▶ OBJECTIF
Poursuivez l'extrait sur l'enfance de Tengo à la ferme, en reprenant juste après sa dernière phrase.

▶ EXTRAIT FOURNI
□ □ □

Contrairement à Frikkie, Tengo se rend compte des failles du système dès son plus jeune âge. Curieux de nature, le fait que personne ne semble à même de répondre aux questions qui lui trottent dans la tête le contrarie. Et, à l'inverse de son ami qui n'a aucun intérêt pour les études qu'on l'oblige à poursuivre, il est convaincu qu'il pourrait apporter une réponse aux questions qui le préoccupent s'il avait la chance d'aller à l'école. Il rêve de comprendre pourquoi la mer est salée, pourquoi le tonnerre gronde après l'éclair... Mais, mis à part une bible, deux ou trois magazines et quelques vieux manuels, la ferme ne possède ni livre, ni dictionnaire ni encyclopédie entre les pages desquels Tengo aurait pu trouver l'amorce d'une réponse, et encore eût-il fallu que Master Oom Koos acceptât que le jeune garçon les consultât.
Cette carence d'ouvrages de référence prend fin lorsque la mère de Tengo réussit à obtenir une caisse de vieux livres d'école qu'elle offre à son fils. Ce don providentiel change la vie du jeune garçon. Mais, alors que les mystères du monde lui sont dévoilés petit à petit, il se rend compte qu'un certain nombre de problèmes demeurent insolubles. Même une lecture attentive des livres qu'il a reçus ne permet pas de tout comprendre. La question de savoir pourquoi sa famille vit dans des conditions si misérables reste par exemple un mystère qu'il n'arrive pas à élucider. Et quand il demande à son père: « Qu'est-ce qui t'empêche d'avoir une ferme à toi ? » (p.104), ou lorsqu'il demande pourquoi la maîtresse du domaine ne peut pas servir le dîner de son mari et débarrasser la table elle-même, ce qui permettrait à sa mère de rentrer assez tôt pour manger avec sa famille après une longue journée de travail, ses parents se contentent de dire que les choses étant comme elles sont, « ça ne sert à rien de poser des questions auxquelles on ne peut pas répondre » (p.104). Tengo ne partage bien sûr pas cet avis et il n'est pas prêt à accepter la soumission résignée de sa famille. Il ne peut pas faire grand chose pour changer l'attitude de ses parents et celle de ses maîtres, mais lorsqu'une fillette d'une douzaine d'années en visite à la ferme outrage un vieil employé noir dans sa dignité, le sang de Tengo ne fait qu'un tour et, sans se préoccuper des conséquences prévisibles de son acte, il remet vivement l'impertinente à sa place. Bien que de manière intuitive, il comprend que la réponse à certaines questions est dans l'action et que pour atteindre les portes de la liberté, il convient de résister aux idées reçues, de défendre sa dignité et d'affirmer sa volonté. Dès lors, quoi que puissent en penser Frikkie and Oom Koos, il est de plus en plus convaincu qu'il est aussi important pour un enfant noir que pour un blanc d'aller à l'école et de s'instruire. Dès lors, refusant le rôle qu'on lui réserve à la ferme, il réussit à partir et à rejoindre une parente à Johannesburg pour y faire des études.

□ □ □

▶ DONNÉES FOURNIES
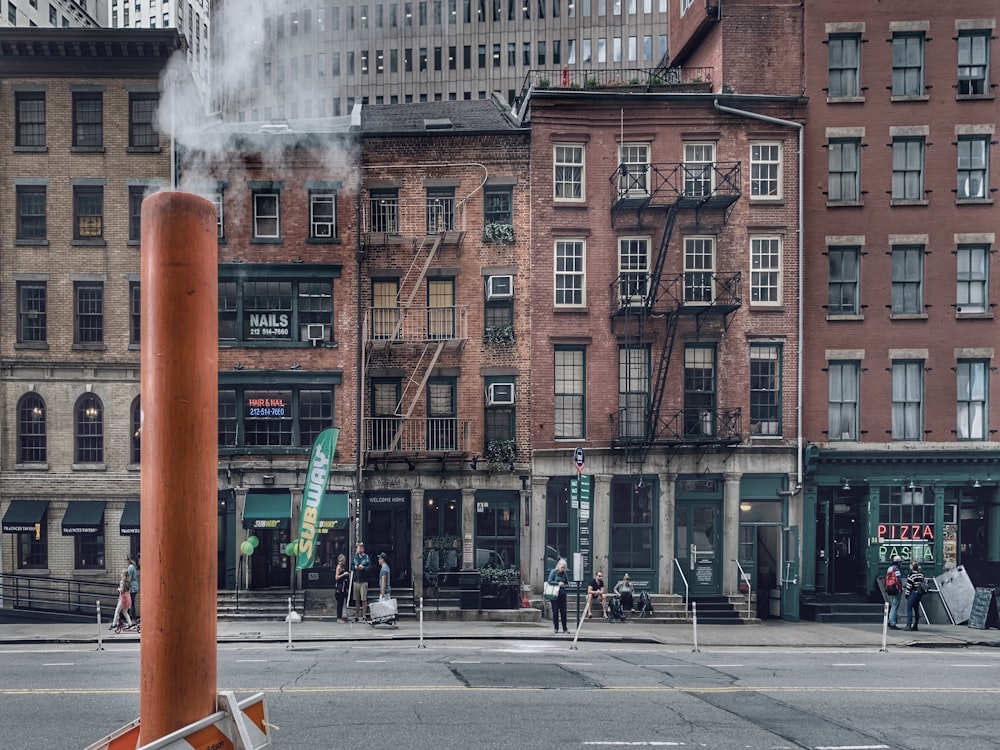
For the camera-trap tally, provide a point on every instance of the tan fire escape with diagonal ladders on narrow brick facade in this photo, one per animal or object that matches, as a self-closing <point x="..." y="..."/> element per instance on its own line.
<point x="411" y="330"/>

□ □ □

▶ RÉSULTAT ATTENDU
Dès son arrivée, cependant il ne tarde pas à remarquer que les inégalités dont il a souffert à la ferme se retrouvent dans la mégapole. Là aussi, la ségrégation sévit avec férocité car le gouvernement ne recule devant rien pour perpétuer les privilèges octroyés aux blancs. Dans le domaine de l'éducation, comme dans les autres, les adolescents noirs et blancs ne bénéficient pas des mêmes avantages. Et une des filles de la famille blanche qui héberge Tenga ne fait que confirmer les inégalités criantes qui corrompent tout le système, lorsqu'elle relève avec ironie que dans leur « pays merveilleux », Tengo doit payer pour son inscription à l'école et pour tous ses livres alors que, pour elle, tout est gratuit. « Combien de temps encore cela peut-il durer comme ça ? » (p.134), ajoute-t-elle perplexe.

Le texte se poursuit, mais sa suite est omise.